───── Passage provided
It was when his extended family started talking about the renovation of their ancestral village home that Achal Mishra decided it was time to make a film on it, before it transformed into a different entity altogether. Mishra’s debut film in Maithili, Gamak Ghar (Gaon Ka Ghar or The Village Home), which premieres at the India Gold section at the ongoing Mumbai Film Festival (MAMI), is a delicate tripartite reverie on the house at three different points in time — 1998, 2010 and 2019.
Situated in Madhopur near Darbhanga, we see the structure come alive first when the family gathers to celebrate the birth of a child. Nothing much happens. Little moments, interactions and conversations are strung together. The sights and sounds are captured — the handpump, the laughter of kids, men busy with their game of cards, children playing hide-and-seek and picking mangoes from the grove, women helping each other tie saris, watching films on a rented VCR. It’s like being made privy to a family’s personal photo album. Mishra says he didn’t formally script it: “I wrote from memory, sat down to recollect what a day looked like back then, and then kept improvising on the shoot.”
──────────
───── Given entries
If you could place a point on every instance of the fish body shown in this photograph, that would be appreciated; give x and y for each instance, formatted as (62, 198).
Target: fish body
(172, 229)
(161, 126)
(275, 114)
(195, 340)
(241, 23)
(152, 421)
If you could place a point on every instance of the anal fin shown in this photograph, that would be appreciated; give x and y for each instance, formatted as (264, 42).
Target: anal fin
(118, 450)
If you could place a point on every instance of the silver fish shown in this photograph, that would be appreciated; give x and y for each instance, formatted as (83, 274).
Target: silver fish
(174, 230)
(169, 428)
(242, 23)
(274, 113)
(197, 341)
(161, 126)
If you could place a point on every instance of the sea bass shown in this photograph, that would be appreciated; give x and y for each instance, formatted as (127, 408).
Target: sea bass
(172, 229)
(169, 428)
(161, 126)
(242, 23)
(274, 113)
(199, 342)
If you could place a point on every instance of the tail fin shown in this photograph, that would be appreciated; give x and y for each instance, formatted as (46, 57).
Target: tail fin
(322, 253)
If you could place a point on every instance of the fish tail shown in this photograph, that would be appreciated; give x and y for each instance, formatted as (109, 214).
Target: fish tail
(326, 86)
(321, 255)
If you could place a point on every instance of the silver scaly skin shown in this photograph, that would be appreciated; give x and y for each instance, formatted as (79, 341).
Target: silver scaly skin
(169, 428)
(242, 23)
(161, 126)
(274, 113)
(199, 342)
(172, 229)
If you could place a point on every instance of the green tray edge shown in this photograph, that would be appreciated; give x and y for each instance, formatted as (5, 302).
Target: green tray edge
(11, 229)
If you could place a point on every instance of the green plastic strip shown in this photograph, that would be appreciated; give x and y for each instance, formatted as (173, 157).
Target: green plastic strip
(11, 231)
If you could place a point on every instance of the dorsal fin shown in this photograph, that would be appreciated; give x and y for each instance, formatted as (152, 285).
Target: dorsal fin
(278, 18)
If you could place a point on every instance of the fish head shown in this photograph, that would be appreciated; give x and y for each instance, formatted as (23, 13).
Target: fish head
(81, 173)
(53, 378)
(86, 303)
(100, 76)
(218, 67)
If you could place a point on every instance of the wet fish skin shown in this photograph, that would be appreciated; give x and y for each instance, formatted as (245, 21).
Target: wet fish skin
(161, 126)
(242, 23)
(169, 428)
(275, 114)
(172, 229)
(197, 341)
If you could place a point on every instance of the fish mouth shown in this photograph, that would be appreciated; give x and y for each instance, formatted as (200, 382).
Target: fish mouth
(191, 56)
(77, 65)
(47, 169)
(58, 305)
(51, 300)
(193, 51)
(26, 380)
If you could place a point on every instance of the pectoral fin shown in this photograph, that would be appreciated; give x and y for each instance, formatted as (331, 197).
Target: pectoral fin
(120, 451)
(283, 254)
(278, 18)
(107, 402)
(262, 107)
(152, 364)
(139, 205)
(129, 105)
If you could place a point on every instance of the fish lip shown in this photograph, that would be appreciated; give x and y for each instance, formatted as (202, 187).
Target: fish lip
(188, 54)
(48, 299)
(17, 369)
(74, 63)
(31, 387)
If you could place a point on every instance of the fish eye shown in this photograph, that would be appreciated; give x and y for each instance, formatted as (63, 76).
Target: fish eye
──────────
Directive: Can you rewrite the stretch from "It was when" through "2010 and 2019." in the piece on Gamak Ghar, putting "meditation" in place of "reverie"? Rely on the text alone for your answers.

Solution to this problem:
It was when his extended family started talking about the renovation of their ancestral village home that Achal Mishra decided it was time to make a film on it, before it transformed into a different entity altogether. Mishra’s debut film in Maithili, Gamak Ghar (Gaon Ka Ghar or The Village Home), which premieres at the India Gold section at the ongoing Mumbai Film Festival (MAMI), is a delicate tripartite meditation on the house at three different points in time — 1998, 2010 and 2019.